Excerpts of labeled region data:
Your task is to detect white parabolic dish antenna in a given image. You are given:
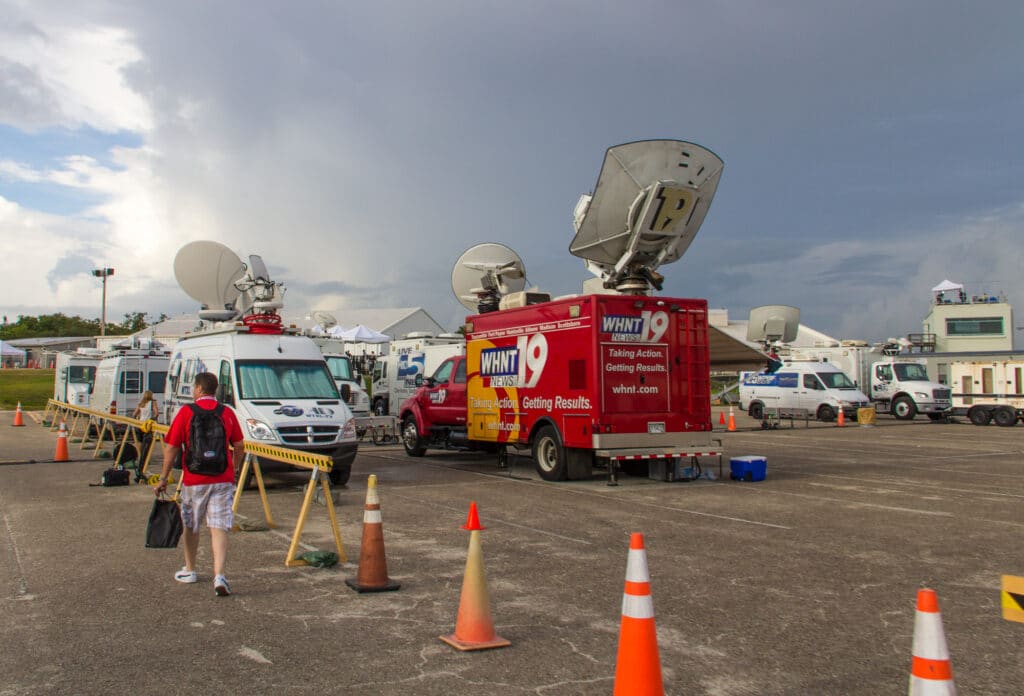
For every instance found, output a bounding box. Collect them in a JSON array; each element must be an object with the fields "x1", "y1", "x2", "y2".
[
  {"x1": 746, "y1": 305, "x2": 800, "y2": 344},
  {"x1": 452, "y1": 242, "x2": 526, "y2": 312},
  {"x1": 174, "y1": 241, "x2": 246, "y2": 321},
  {"x1": 569, "y1": 140, "x2": 723, "y2": 293}
]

» **What needs to be done**: Print all lines of the entries above verbatim, omitting the pictures.

» **Result for this task**:
Your task is to detect white parabolic dish antenna in a given image. You are given:
For every instance found, output a bounding box. Collect them in a JSON array; each element must be an object with the fields "x1", "y1", "x2", "y2".
[
  {"x1": 746, "y1": 305, "x2": 800, "y2": 344},
  {"x1": 452, "y1": 242, "x2": 526, "y2": 312},
  {"x1": 174, "y1": 241, "x2": 246, "y2": 321},
  {"x1": 569, "y1": 140, "x2": 723, "y2": 293}
]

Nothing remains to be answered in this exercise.